The Federal Reserve is preparing to begin lowering interest rates this month as inflation has declined. It is right to do so to at least maintain its policy stance, but officials must also stay vigilant to the possibility of a resurgence in inflation, Koenig said.
"The amount of confidence that inflation is on a downward trajectory to 2% is something I don’t share," he said in an interview. "In fact, there’s remarkably little evidence – not none, but surprisingly little – that policy has been effectively restrictive at all. I’m skeptical of the calls for rapid decreases in fed funds rate."
Prices have benefited from an expansion in labor supply from immigration and unusually strong productivity growth since the pandemic, but those boosters have likely run their course, Koenig said. With demand as resilient as it's been, "the upside risks to inflation are greater than the downside risks," he said.
SUPPLY SIDE FADING
Labor market indicators show supply and demand are now in better balance, and most of that has been brought about by supply side developments, including a surge in prime age participation and immigration during the Biden administration to offset the retirement of baby boomers, Koenig said. He saw no sign of the labor market tipping toward recession in recent data.
Productivity growth in the second quarter was 2.5% annualized, with a year-over-year rate of 2.7%. Over the past two years, productivity growth has registered around 2%, above the Congressional Budget Office's estimate of its longer-term trend.
Wages and salaries in the second quarter grew 4.2%, according to the Labor Department's employer cost index. "If you think labor productivity growth is 1% going forward, that means 3% inflation. Even if you have 1.5% productivity growth going forward, a solid number, you're still talking about 2.5% inflation," Koenig said. "Still you're talking about upside risk to inflation."

**PROBLEM A**: In the inflation excerpt, change "baby boomers" to "older workers" and give the passage between "SUPPLY SIDE FADING" and "in recent data.", inclusive.
**PROBLEM B**: Condense the paragraph of the inflation excerpt that opens "Productivity growth in the second quarter" into a short list of its main facts.
Work only from the inflation excerpt above.

**INFORMATION PROVIDED**:
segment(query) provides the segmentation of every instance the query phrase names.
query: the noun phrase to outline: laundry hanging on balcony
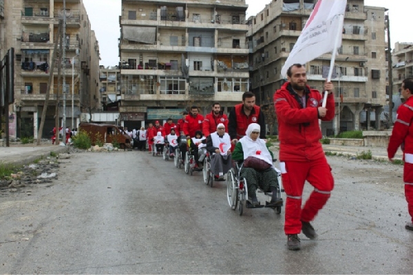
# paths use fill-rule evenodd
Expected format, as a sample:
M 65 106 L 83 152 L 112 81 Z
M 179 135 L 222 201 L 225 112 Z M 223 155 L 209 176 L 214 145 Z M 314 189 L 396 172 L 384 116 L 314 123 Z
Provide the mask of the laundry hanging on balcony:
M 154 44 L 156 41 L 156 28 L 123 26 L 122 36 L 123 39 L 131 41 Z

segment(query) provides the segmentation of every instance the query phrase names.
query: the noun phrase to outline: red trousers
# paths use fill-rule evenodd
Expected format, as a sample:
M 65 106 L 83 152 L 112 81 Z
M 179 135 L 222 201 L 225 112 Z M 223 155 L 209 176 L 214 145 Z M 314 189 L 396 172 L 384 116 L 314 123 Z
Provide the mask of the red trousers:
M 286 234 L 301 232 L 301 223 L 311 221 L 324 206 L 334 187 L 331 168 L 325 157 L 308 162 L 281 162 L 282 185 L 286 201 Z M 304 183 L 307 180 L 314 190 L 301 210 Z
M 405 162 L 403 180 L 405 182 L 405 196 L 407 201 L 407 210 L 413 223 L 413 164 Z

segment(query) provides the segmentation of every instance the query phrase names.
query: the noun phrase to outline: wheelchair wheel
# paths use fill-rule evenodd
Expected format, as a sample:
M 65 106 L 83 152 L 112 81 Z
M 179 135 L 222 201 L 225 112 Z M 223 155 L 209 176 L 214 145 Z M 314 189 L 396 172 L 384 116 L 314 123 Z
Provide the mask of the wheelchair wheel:
M 226 199 L 231 208 L 235 210 L 237 209 L 237 204 L 238 203 L 238 188 L 236 179 L 234 177 L 233 169 L 228 172 L 226 177 Z
M 187 152 L 185 154 L 185 162 L 184 164 L 184 170 L 185 173 L 189 173 L 189 152 Z
M 179 151 L 177 150 L 175 151 L 175 157 L 173 158 L 173 163 L 175 164 L 175 167 L 178 168 L 179 165 Z
M 205 183 L 206 185 L 208 185 L 208 184 L 209 183 L 209 179 L 208 178 L 209 173 L 208 169 L 208 160 L 206 160 L 206 157 L 205 157 L 204 159 L 204 168 L 202 168 L 202 175 L 204 176 L 204 183 Z

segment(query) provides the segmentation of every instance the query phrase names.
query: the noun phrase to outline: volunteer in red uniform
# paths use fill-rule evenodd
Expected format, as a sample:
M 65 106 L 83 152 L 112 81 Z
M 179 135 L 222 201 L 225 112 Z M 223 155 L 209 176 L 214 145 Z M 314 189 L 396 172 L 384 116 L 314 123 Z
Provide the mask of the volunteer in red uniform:
M 195 137 L 195 132 L 202 131 L 202 122 L 204 116 L 198 113 L 198 107 L 193 106 L 191 107 L 191 113 L 187 116 L 185 123 L 184 123 L 184 133 L 189 138 Z
M 152 153 L 152 146 L 153 146 L 153 138 L 156 136 L 156 129 L 152 123 L 149 123 L 149 127 L 147 129 L 147 140 L 148 141 L 149 153 Z
M 217 126 L 222 123 L 225 126 L 225 131 L 228 132 L 228 118 L 221 111 L 220 102 L 212 104 L 212 111 L 205 116 L 202 123 L 202 133 L 205 137 L 217 131 Z
M 228 133 L 233 144 L 245 135 L 245 131 L 251 123 L 260 124 L 260 138 L 265 139 L 264 113 L 261 108 L 255 105 L 255 96 L 251 91 L 246 91 L 242 94 L 242 103 L 235 105 L 229 112 Z
M 403 153 L 404 168 L 403 181 L 405 183 L 405 196 L 411 222 L 406 223 L 407 230 L 413 230 L 413 78 L 406 78 L 401 82 L 401 96 L 406 100 L 397 109 L 392 136 L 388 147 L 390 162 L 401 145 Z
M 182 112 L 182 118 L 178 120 L 178 122 L 176 122 L 175 133 L 176 133 L 176 135 L 178 137 L 180 135 L 181 132 L 184 131 L 184 123 L 185 123 L 185 118 L 188 116 L 188 113 L 187 111 L 184 111 Z
M 319 118 L 331 120 L 335 116 L 334 87 L 324 83 L 328 91 L 327 104 L 322 96 L 307 85 L 306 68 L 295 64 L 287 71 L 288 82 L 274 94 L 279 139 L 279 162 L 282 184 L 286 194 L 284 232 L 290 250 L 300 249 L 298 234 L 317 237 L 310 223 L 327 202 L 334 187 L 331 168 L 319 140 L 322 135 Z M 301 210 L 305 182 L 314 190 Z
M 164 133 L 166 137 L 171 133 L 171 129 L 174 129 L 176 127 L 175 123 L 172 122 L 172 118 L 168 118 L 165 124 L 164 124 Z

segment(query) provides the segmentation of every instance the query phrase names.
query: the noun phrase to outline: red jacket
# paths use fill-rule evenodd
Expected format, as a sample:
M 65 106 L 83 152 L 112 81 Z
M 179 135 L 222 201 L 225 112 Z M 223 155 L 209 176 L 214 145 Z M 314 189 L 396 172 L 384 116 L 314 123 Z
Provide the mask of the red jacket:
M 274 94 L 274 106 L 278 121 L 279 160 L 305 162 L 325 157 L 319 140 L 322 138 L 319 125 L 318 107 L 323 103 L 317 90 L 306 89 L 306 107 L 289 82 Z M 335 116 L 334 96 L 327 97 L 327 114 L 321 119 L 331 120 Z
M 184 123 L 185 123 L 185 120 L 180 118 L 178 120 L 178 122 L 176 122 L 176 125 L 175 125 L 175 133 L 178 137 L 180 135 L 181 131 L 184 131 Z
M 175 129 L 175 131 L 176 131 L 176 126 L 175 126 L 175 123 L 172 122 L 171 123 L 171 124 L 169 124 L 168 122 L 166 122 L 164 124 L 164 137 L 166 137 L 167 135 L 171 133 L 171 129 Z
M 410 155 L 413 157 L 413 96 L 410 96 L 406 102 L 400 105 L 397 109 L 397 119 L 394 122 L 392 136 L 389 140 L 388 147 L 388 155 L 392 159 L 400 145 L 402 146 L 403 151 L 403 159 L 405 162 L 412 163 L 410 161 Z M 406 154 L 407 159 L 406 159 Z M 406 161 L 409 160 L 409 161 Z M 408 179 L 409 181 L 413 179 Z
M 204 121 L 204 116 L 199 113 L 196 115 L 196 117 L 192 116 L 189 114 L 187 116 L 185 123 L 184 123 L 184 133 L 186 135 L 189 135 L 191 138 L 195 137 L 195 132 L 197 131 L 202 131 L 202 122 Z
M 228 118 L 225 114 L 220 113 L 218 116 L 214 116 L 213 111 L 205 116 L 202 123 L 202 133 L 204 136 L 209 136 L 211 133 L 217 131 L 217 126 L 222 123 L 225 126 L 225 131 L 228 133 Z
M 245 135 L 248 126 L 251 123 L 257 123 L 261 126 L 260 138 L 265 138 L 265 118 L 259 106 L 254 106 L 251 113 L 246 116 L 244 112 L 244 104 L 238 104 L 232 108 L 229 113 L 228 133 L 232 139 L 240 139 Z

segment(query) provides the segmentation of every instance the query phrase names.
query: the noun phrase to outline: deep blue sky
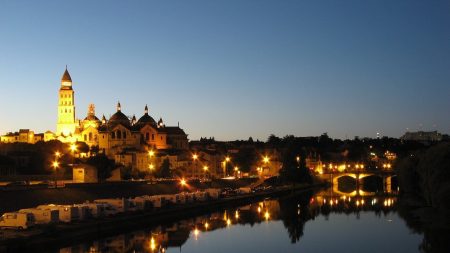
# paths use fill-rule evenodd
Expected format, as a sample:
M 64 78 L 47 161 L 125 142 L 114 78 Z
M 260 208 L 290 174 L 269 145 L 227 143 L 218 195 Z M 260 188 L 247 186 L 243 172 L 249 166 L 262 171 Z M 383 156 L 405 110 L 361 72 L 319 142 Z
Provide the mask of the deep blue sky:
M 450 132 L 450 2 L 1 1 L 0 134 L 143 114 L 190 139 Z

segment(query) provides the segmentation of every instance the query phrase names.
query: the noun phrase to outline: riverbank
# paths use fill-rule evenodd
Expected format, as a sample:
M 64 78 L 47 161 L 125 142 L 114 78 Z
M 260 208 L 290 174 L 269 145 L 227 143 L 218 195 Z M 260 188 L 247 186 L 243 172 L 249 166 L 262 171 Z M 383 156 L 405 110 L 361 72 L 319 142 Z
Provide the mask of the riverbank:
M 23 231 L 20 237 L 5 238 L 0 241 L 0 251 L 21 251 L 33 249 L 43 250 L 58 247 L 77 241 L 95 239 L 98 237 L 116 234 L 130 229 L 157 225 L 161 222 L 170 222 L 188 218 L 203 213 L 215 211 L 228 206 L 245 205 L 275 197 L 318 188 L 322 185 L 297 185 L 273 188 L 267 192 L 246 194 L 223 198 L 207 202 L 176 205 L 149 212 L 135 212 L 117 215 L 110 218 L 89 220 L 72 224 L 56 224 L 50 227 L 30 229 Z
M 195 189 L 239 188 L 251 184 L 256 179 L 214 180 L 209 183 L 189 182 Z M 67 184 L 64 188 L 0 190 L 0 215 L 23 208 L 44 204 L 70 205 L 103 198 L 134 198 L 142 195 L 175 194 L 182 191 L 178 181 L 109 182 L 101 184 Z

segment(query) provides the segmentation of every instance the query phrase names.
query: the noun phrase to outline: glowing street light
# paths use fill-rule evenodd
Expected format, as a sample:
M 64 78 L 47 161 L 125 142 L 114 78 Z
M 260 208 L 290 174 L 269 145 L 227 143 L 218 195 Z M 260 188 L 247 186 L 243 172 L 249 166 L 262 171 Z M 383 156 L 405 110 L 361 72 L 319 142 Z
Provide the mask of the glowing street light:
M 58 171 L 59 162 L 58 161 L 53 161 L 52 167 L 55 169 L 55 188 L 58 188 L 58 179 L 56 177 L 56 172 Z
M 156 243 L 155 243 L 155 239 L 153 239 L 153 237 L 152 237 L 152 239 L 150 239 L 150 249 L 152 251 L 154 251 L 156 249 Z
M 192 174 L 191 176 L 194 176 L 194 174 L 197 174 L 197 160 L 198 160 L 198 155 L 197 154 L 193 154 L 192 155 L 192 160 L 194 160 L 194 167 L 192 168 Z
M 58 161 L 54 161 L 53 163 L 52 163 L 52 166 L 53 166 L 53 168 L 55 169 L 55 171 L 58 169 L 58 167 L 59 167 L 59 162 Z
M 204 178 L 206 179 L 206 173 L 208 172 L 208 166 L 203 166 L 203 173 L 204 173 Z
M 227 176 L 227 163 L 231 161 L 231 158 L 229 156 L 225 157 L 225 160 L 223 161 L 223 177 Z
M 198 228 L 194 229 L 194 236 L 195 236 L 195 240 L 198 239 L 198 235 L 200 234 L 200 231 L 198 230 Z

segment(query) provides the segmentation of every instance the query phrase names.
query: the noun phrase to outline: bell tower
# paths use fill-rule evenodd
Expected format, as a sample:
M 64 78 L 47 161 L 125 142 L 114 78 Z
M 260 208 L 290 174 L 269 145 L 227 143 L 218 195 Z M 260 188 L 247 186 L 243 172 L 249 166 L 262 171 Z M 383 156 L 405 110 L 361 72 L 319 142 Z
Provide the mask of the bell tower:
M 56 125 L 57 136 L 70 136 L 75 133 L 75 92 L 72 89 L 72 78 L 69 71 L 64 71 L 61 78 L 58 99 L 58 124 Z

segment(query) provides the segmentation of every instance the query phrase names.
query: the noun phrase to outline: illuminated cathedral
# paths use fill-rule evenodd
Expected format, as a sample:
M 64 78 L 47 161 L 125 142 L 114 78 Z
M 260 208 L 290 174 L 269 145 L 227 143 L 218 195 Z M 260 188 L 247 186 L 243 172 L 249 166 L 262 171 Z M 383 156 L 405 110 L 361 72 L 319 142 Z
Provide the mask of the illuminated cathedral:
M 83 120 L 76 119 L 75 92 L 67 68 L 61 78 L 58 101 L 58 120 L 53 139 L 85 142 L 90 147 L 98 147 L 100 152 L 108 156 L 124 150 L 140 152 L 150 149 L 188 149 L 188 139 L 183 129 L 179 126 L 165 126 L 161 118 L 156 122 L 149 115 L 147 105 L 139 120 L 135 116 L 126 116 L 120 103 L 109 119 L 103 115 L 100 120 L 95 115 L 93 104 L 89 105 L 87 116 Z M 52 139 L 48 134 L 46 133 L 45 139 Z

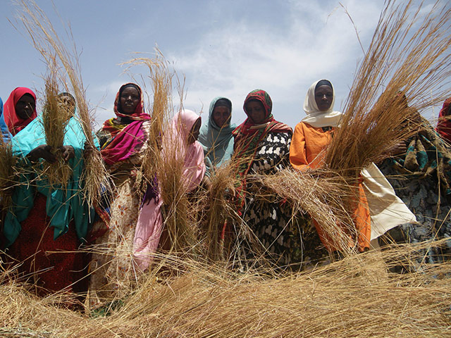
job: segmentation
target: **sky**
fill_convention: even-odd
[[[0,97],[5,101],[16,87],[42,92],[47,65],[16,21],[17,6],[0,1]],[[65,27],[70,25],[98,124],[114,116],[114,98],[122,84],[135,79],[142,84],[142,76],[150,88],[146,68],[125,72],[121,63],[135,52],[152,57],[156,46],[179,78],[185,78],[184,107],[203,119],[208,118],[210,101],[222,96],[233,102],[232,122],[241,123],[244,99],[259,88],[271,96],[275,118],[294,127],[305,115],[308,88],[323,78],[334,84],[335,110],[342,110],[364,56],[356,30],[367,48],[383,8],[382,0],[36,2],[60,37],[66,37]],[[432,113],[436,116],[439,109]]]

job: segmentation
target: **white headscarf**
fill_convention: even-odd
[[[305,100],[304,101],[304,111],[307,115],[302,119],[302,122],[316,128],[337,127],[342,114],[340,111],[333,111],[333,104],[335,101],[335,91],[332,83],[330,83],[330,85],[332,86],[333,96],[329,108],[327,111],[320,111],[315,101],[315,88],[320,81],[321,80],[319,80],[315,82],[307,90],[307,94],[305,95]]]

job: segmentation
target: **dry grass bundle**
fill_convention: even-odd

**RESPONSE AREA A**:
SUPPLY SIDE FADING
Labor market indicators show supply and demand are now in better balance, and most of that has been brought about by supply side developments, including a surge in prime age participation and immigration during the Biden administration to offset the retirement of older workers, Koenig said. He saw no sign of the labor market tipping toward recession in recent data.

**RESPONSE AREA B**:
- Second-quarter productivity growth: 2.5% annualized, 2.7% year over year
- Past two years: around 2%, above the Congressional Budget Office's estimate of the longer-term trend